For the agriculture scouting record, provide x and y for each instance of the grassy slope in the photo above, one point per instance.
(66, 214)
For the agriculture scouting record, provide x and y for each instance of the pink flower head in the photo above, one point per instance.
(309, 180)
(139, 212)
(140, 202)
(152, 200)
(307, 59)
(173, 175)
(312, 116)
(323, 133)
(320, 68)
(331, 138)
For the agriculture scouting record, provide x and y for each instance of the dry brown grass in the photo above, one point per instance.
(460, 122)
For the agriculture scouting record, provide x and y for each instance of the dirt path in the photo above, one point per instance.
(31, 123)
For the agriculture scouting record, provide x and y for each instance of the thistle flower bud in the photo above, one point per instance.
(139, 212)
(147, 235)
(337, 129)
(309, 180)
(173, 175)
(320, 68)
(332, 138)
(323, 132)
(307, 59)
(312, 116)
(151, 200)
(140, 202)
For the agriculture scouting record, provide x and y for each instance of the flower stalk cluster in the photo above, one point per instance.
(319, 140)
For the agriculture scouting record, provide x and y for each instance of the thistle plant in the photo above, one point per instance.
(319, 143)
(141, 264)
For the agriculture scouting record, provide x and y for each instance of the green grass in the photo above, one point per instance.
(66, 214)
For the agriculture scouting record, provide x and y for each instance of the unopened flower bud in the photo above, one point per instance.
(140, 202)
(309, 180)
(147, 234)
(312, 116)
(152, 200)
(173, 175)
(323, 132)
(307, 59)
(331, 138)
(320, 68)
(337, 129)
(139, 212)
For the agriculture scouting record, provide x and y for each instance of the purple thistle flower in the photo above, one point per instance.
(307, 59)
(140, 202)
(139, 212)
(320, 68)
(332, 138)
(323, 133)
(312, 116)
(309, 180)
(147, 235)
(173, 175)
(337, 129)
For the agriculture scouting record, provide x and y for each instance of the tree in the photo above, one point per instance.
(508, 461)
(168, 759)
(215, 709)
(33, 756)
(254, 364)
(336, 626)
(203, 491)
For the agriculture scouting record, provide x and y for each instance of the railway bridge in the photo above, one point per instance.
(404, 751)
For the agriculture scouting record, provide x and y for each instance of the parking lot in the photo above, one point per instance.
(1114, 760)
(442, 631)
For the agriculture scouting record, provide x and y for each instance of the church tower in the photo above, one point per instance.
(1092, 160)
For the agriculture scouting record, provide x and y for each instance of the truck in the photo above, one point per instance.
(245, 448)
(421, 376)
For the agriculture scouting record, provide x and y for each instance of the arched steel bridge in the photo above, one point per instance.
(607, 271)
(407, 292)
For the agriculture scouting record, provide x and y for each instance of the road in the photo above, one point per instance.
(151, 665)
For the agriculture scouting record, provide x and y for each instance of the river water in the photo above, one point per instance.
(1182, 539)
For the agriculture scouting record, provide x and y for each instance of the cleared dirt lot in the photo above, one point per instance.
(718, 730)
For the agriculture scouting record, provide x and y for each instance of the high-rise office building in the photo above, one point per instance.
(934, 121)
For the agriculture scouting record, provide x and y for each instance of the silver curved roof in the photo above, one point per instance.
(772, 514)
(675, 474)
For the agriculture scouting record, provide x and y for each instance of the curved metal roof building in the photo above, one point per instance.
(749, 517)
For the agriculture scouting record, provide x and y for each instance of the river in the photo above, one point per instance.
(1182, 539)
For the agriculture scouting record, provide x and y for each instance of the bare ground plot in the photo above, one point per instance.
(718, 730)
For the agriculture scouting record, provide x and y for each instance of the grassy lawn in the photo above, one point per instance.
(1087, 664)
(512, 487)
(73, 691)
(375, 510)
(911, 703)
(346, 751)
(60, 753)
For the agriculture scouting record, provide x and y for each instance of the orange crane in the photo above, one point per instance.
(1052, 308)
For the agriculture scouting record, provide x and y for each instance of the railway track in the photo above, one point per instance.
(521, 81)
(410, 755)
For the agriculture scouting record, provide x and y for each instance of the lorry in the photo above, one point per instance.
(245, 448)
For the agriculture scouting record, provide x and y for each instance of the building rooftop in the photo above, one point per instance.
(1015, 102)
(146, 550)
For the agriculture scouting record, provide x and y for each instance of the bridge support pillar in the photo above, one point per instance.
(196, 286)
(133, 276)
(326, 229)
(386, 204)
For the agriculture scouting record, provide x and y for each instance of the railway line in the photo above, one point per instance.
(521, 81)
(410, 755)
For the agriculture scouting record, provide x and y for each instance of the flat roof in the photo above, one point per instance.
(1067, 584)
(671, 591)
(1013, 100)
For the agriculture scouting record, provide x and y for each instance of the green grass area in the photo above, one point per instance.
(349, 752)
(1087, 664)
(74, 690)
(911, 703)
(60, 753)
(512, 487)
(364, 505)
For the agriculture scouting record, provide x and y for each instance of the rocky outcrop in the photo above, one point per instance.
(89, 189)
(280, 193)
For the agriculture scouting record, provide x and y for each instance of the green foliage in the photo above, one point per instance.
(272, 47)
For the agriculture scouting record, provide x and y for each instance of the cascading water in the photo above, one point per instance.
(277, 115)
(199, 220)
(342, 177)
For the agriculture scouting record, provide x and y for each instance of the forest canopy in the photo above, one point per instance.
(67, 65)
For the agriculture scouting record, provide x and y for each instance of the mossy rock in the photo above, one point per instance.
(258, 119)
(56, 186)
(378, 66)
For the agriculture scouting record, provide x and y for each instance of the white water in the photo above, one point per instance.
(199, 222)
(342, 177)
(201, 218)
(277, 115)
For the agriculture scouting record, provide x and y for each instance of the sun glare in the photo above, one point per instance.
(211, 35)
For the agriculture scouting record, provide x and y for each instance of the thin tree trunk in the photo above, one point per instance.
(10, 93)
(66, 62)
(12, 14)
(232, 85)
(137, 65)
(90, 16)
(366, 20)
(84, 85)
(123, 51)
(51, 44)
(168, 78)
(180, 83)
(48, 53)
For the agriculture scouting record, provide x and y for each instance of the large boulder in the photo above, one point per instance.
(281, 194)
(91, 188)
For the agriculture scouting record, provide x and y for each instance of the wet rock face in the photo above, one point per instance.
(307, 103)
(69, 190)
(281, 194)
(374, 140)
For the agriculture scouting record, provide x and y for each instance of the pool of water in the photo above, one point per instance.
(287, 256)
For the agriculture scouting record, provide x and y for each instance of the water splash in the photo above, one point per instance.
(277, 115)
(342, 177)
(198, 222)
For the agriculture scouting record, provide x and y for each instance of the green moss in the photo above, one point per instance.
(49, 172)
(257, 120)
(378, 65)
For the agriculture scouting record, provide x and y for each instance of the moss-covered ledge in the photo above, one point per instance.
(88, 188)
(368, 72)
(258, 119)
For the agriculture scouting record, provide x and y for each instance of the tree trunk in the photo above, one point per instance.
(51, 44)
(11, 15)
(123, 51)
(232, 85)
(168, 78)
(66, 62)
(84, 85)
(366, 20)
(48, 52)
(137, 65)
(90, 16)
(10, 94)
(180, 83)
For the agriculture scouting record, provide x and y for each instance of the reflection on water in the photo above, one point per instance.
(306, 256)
::::
→ TASK
Quote the whole listing above, leaving nothing out.

→ CORRECT RESPONSE
For the agriculture scouting record, provide x and y for each instance of the grassy slope in the photo above, one point per instance.
(66, 214)
For the agriculture scouting record, provide x and y for each instance of the pink flower head in the photo above, one point per instance.
(309, 180)
(139, 212)
(140, 202)
(152, 200)
(307, 59)
(173, 175)
(312, 116)
(323, 133)
(320, 68)
(331, 138)
For the agriculture scouting record, provide x and y for each instance of the dry brown grass in the photo above, one point per instance.
(460, 122)
For the agriculture scouting record, provide x and y for each instance of the dirt path in the photo above, one point per instance.
(31, 123)
For the agriculture scouting record, provide x and y for each instance of the thistle flower bud in the photo above, one point per instance.
(139, 212)
(147, 235)
(337, 129)
(309, 180)
(173, 175)
(320, 68)
(332, 138)
(323, 132)
(307, 59)
(312, 116)
(151, 200)
(140, 202)
For the agriculture scouting record, provide x and y for each instance of the flower stalk cluster in the photo above, one point per instance.
(319, 140)
For the agriculture scouting record, provide x and y for each instance of the thistle plant in the photo above, one point per instance.
(319, 143)
(141, 264)
For the agriculture scouting record, provide x and y for each instance of the green grass in the photo above, one point per instance.
(66, 214)
For the agriculture scouting record, provide x and y for each instance of the unopened flower bud in the photo above, one point per instance.
(140, 202)
(309, 180)
(147, 234)
(312, 116)
(152, 200)
(173, 175)
(323, 132)
(307, 59)
(331, 138)
(320, 68)
(337, 129)
(139, 212)
For the agriculture scouting record, provide x and y for each instance of the purple thistle flower in the photo above, one point per instance.
(307, 59)
(140, 202)
(139, 212)
(320, 68)
(332, 138)
(323, 133)
(312, 116)
(309, 180)
(147, 235)
(173, 175)
(337, 129)
For the agriculture scouting record, provide x and y for each instance of the tree in the photo above, one point per instance.
(508, 461)
(168, 759)
(215, 709)
(33, 756)
(254, 364)
(336, 626)
(203, 491)
For the agriculture scouting record, provide x and y for each instance of the railway bridge in the photo above, one point per instance.
(404, 751)
For the agriculture scouting record, provide x and y for each instance of the parking lot in the photo above, one point per instance.
(1114, 760)
(442, 631)
For the agriculture scouting record, provide x and y for each instance of the church tower in the photo above, one point per instance.
(1092, 160)
For the agriculture scouting record, provide x and y for each instance of the truck in the photo above, one point per instance.
(245, 448)
(421, 376)
For the agriculture scouting record, provide x and y for each instance of the arched steel bridge in the photo above, one point per instance.
(607, 271)
(407, 292)
For the agriculture scouting record, provide x and y for each instance of the road in the photo above, one point per instance.
(151, 665)
For the agriculture scouting record, provide x and y for each instance of the river water in the photo above, one point per instance.
(1182, 539)
For the agriculture scouting record, provide x and y for each instance of the cleared dirt lot in the photo above, one point per instance.
(718, 730)
For the agriculture scouting record, provide x and y for each instance of the high-rise office building in the photo above, one point per instance.
(934, 121)
For the agriculture scouting record, provide x and y for each instance of the silver curved roof in the photo above, one point per instance.
(772, 514)
(675, 474)
For the agriculture scouting record, provide x and y for each instance of the curved metal roof building in the photo above, one point per instance.
(749, 517)
For the agriculture scouting record, provide x and y for each instance of the river in the photo above, one point per instance.
(1182, 539)
For the agriculture scouting record, provide x and y for each instance of the bare ground plot in the photo above, one point per instance.
(718, 730)
For the agriculture scouting record, provide x and y for each instance of the grassy lawn in the photo above, one point per instance.
(1087, 664)
(512, 487)
(73, 691)
(375, 510)
(911, 703)
(346, 751)
(60, 753)
For the agriculture scouting record, provide x and y for each instance of the orange crane in the photo above, one point per instance.
(1052, 308)
For the agriculture scouting record, provide x and y for each instance of the railway track in the photo above, one point per instance.
(521, 81)
(410, 755)
For the agriculture scouting record, provide x and y for each instance of the lorry in the photo above, one point per instance.
(245, 448)
For the agriculture scouting record, provide x and y for each instance of the building rooftop in the photo above, one point per instance.
(1015, 102)
(146, 550)
For the agriculture scouting record, provide x and y for each instance of the bridge support pillar in the photo above, one point per instance.
(196, 286)
(133, 276)
(326, 229)
(386, 204)
For the agriculture scouting record, provide x and y for each instance of the railway line in the photo above, one point per instance.
(521, 81)
(410, 755)
For the agriculture scouting record, provide x and y for each instance of the flat roof in the photo above, one point per instance.
(1067, 584)
(671, 591)
(1013, 100)
For the agriculture scouting record, provide x and y for each instance of the green grass area in the photo above, one point per instance.
(349, 752)
(1087, 664)
(74, 690)
(911, 703)
(60, 753)
(512, 487)
(364, 505)
For the agriculture scouting record, provide x and y for each instance of the rocky outcrop in the photo above, one point per instance.
(89, 189)
(280, 193)
For the agriculture scouting record, provide x and y for each instance of the green foliage in the photo above, one point per instance.
(272, 47)
For the agriculture scouting record, provide x and y for each instance of the cascading water in the photo above, one point per instance.
(277, 115)
(199, 220)
(342, 177)
For the agriculture scouting record, provide x and y for each instance of the forest canopy in the photo above, one point per instance.
(67, 65)
For the agriculture scouting record, provide x and y for each instance of the mossy rock in the photo above, one point per instance.
(258, 119)
(56, 186)
(378, 66)
For the agriculture scouting record, provide x and y for each instance of the white water in the photo above, one point per instance.
(199, 222)
(342, 177)
(201, 218)
(277, 115)
For the agriculture scouting record, provide x and y for each instance of the sun glare in the photo above, one point per instance.
(211, 35)
For the agriculture scouting record, provide x and y for each instance of the thin tree trunk in the photo above, one point per instance.
(10, 93)
(66, 62)
(12, 14)
(232, 85)
(137, 65)
(90, 16)
(366, 20)
(84, 85)
(123, 51)
(51, 44)
(168, 78)
(180, 83)
(48, 53)
For the agriculture scouting record, provide x and y for each instance of the large boulder in the photo above, one point per instance.
(281, 194)
(91, 188)
For the agriculture scouting record, provide x and y for each instance of the wet rock face in the photo above, one point per instance.
(307, 103)
(69, 190)
(281, 194)
(374, 140)
For the agriculture scouting record, provide x and y for each instance of the pool of water in the photo above, one point per instance.
(287, 256)
For the agriculture scouting record, provide x and y for each instance of the water splash in the photo above, one point per instance.
(277, 115)
(342, 177)
(198, 222)
For the agriculture scouting record, provide x and y for each instance of the green moss in the photo above, one point per instance.
(49, 172)
(257, 120)
(378, 65)
For the agriculture scouting record, provide x and y for each instance of the moss-covered ledge in the photo above, one point per instance.
(88, 188)
(368, 72)
(258, 119)
For the agriculture scouting record, provide x and y for each instance of the tree trunk in the photo above, one point per instance.
(51, 44)
(11, 15)
(123, 51)
(232, 85)
(168, 78)
(66, 62)
(84, 85)
(366, 20)
(48, 52)
(137, 65)
(90, 16)
(10, 94)
(180, 83)
For the agriculture scouting record, provide x and y for each instance of the reflection on water in the photo above, one point per instance.
(306, 256)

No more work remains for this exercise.